Brief. Please gather every line in the listing below that contains the word "floral" and copy each one in full. Case counts.

---- Information given

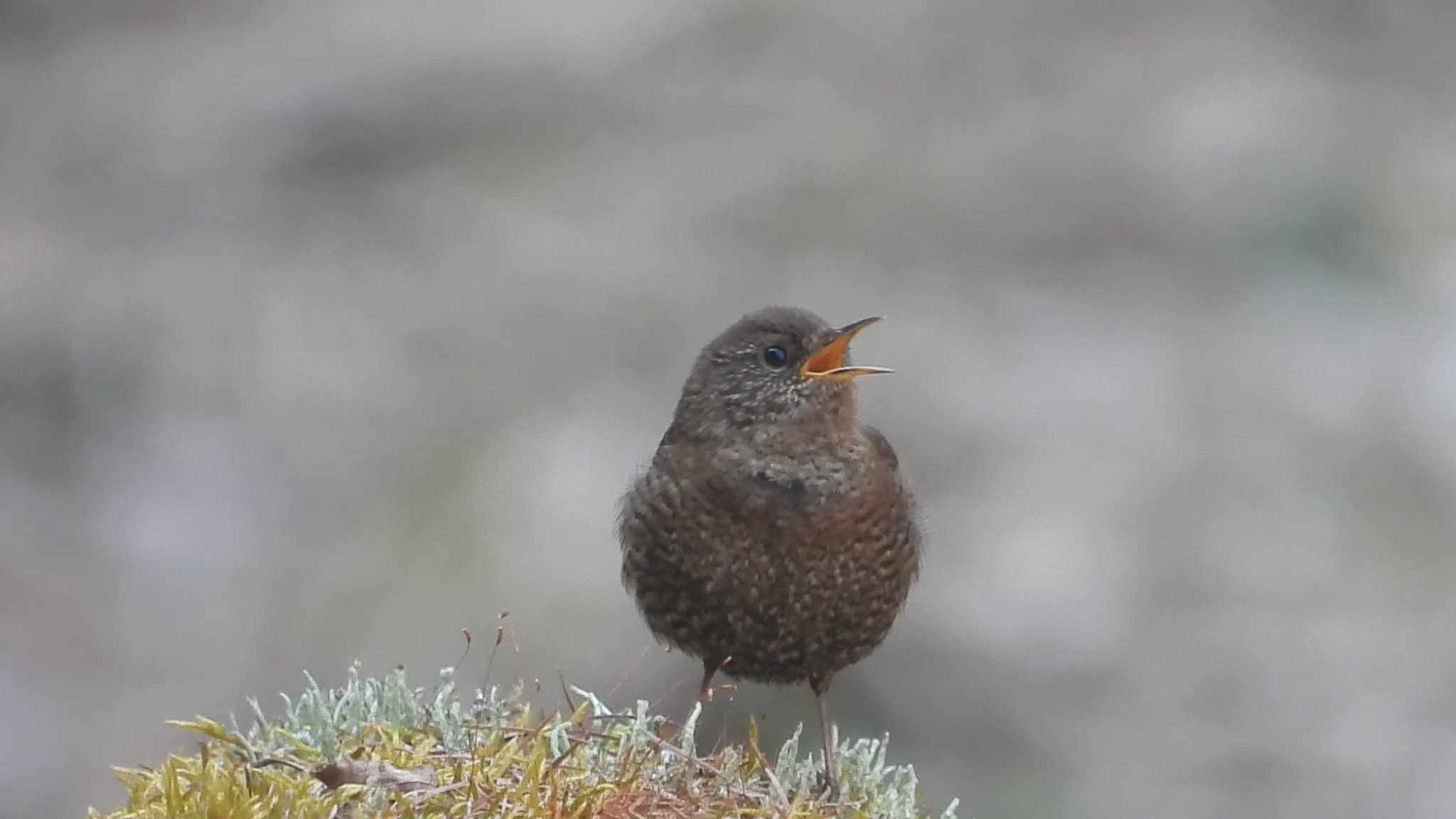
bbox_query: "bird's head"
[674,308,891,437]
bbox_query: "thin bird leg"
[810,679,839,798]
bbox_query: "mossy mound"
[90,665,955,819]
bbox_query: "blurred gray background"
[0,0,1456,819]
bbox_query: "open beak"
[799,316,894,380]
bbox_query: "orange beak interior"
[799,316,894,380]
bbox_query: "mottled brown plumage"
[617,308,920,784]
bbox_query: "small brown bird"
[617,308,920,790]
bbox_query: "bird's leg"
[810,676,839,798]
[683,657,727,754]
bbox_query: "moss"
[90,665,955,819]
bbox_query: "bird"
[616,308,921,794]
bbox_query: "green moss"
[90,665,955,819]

--------
---- Information given

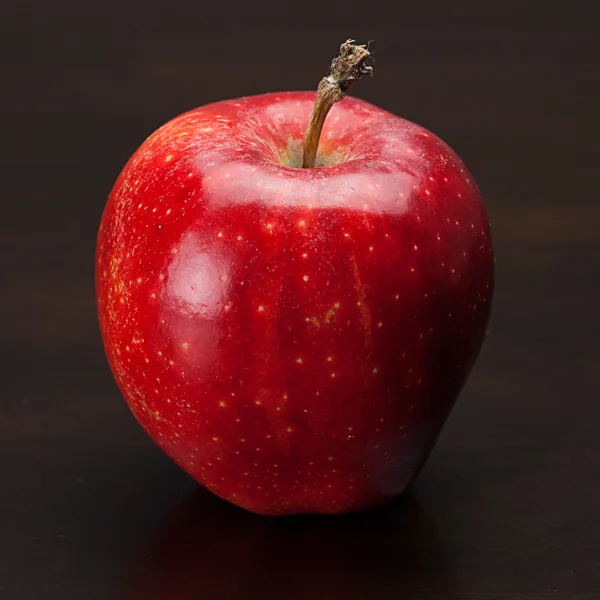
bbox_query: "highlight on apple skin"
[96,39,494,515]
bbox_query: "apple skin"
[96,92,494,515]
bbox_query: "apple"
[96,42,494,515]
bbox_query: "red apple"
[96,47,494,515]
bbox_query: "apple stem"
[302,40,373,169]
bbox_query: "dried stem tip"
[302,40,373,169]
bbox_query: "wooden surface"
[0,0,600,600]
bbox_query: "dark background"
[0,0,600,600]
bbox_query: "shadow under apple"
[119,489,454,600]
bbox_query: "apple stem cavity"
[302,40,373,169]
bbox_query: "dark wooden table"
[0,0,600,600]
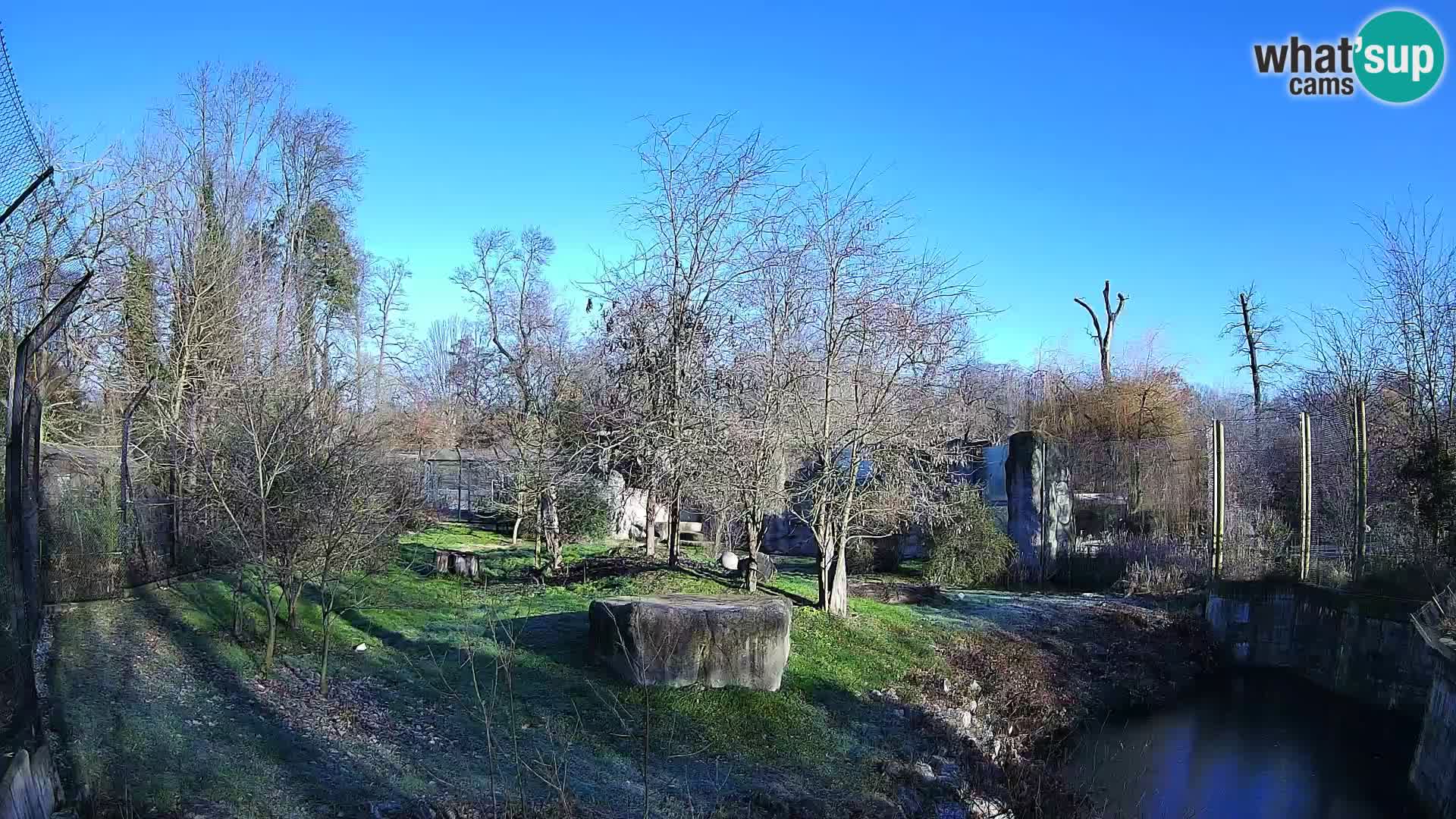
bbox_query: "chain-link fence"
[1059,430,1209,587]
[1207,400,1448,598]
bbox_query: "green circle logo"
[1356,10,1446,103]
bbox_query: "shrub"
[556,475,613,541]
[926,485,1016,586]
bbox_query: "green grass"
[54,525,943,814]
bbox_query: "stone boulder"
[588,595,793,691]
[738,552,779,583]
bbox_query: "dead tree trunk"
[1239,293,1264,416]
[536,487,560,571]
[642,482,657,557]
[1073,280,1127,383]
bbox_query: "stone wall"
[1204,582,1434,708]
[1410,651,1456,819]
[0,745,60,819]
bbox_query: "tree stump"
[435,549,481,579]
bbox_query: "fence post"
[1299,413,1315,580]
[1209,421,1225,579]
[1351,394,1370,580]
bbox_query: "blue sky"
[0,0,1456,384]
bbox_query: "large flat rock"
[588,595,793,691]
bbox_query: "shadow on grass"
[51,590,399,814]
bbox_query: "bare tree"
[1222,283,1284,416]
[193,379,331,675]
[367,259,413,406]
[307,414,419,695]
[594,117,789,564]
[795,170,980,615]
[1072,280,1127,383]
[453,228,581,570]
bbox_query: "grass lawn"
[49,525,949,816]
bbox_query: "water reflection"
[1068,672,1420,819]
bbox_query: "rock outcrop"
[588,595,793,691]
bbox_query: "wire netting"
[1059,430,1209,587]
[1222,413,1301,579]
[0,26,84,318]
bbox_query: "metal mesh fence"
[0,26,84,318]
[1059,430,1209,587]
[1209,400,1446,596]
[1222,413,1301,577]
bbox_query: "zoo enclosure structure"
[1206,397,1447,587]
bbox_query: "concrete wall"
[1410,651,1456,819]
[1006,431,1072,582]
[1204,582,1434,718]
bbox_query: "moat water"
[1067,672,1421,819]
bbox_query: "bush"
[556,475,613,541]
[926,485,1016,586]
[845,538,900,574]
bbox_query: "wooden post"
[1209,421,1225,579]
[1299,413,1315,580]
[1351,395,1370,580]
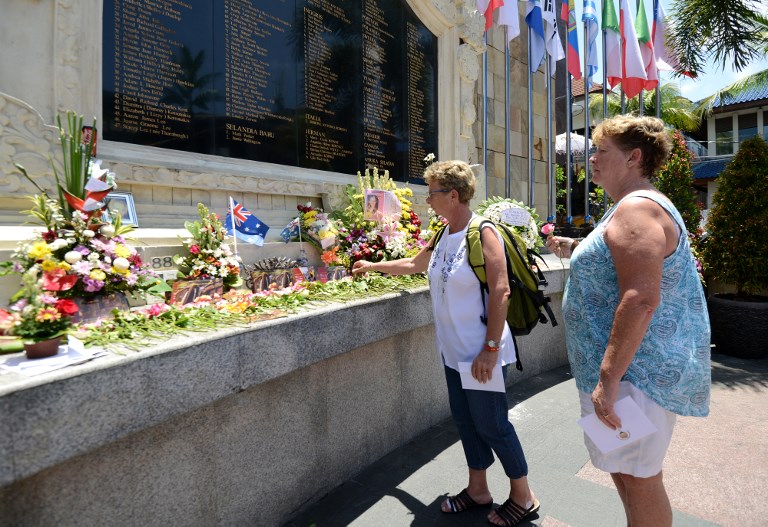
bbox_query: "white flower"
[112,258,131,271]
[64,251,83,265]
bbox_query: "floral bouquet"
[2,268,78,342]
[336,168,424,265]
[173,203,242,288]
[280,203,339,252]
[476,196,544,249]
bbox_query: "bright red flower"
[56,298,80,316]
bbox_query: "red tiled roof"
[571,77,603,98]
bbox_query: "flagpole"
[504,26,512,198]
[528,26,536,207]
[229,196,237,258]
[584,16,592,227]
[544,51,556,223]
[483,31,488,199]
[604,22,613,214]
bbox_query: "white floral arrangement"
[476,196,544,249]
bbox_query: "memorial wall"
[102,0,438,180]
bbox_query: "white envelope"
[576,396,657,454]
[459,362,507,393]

--------

The result.
bbox_query: "floral bouquet"
bbox_query: "white floral arrangement"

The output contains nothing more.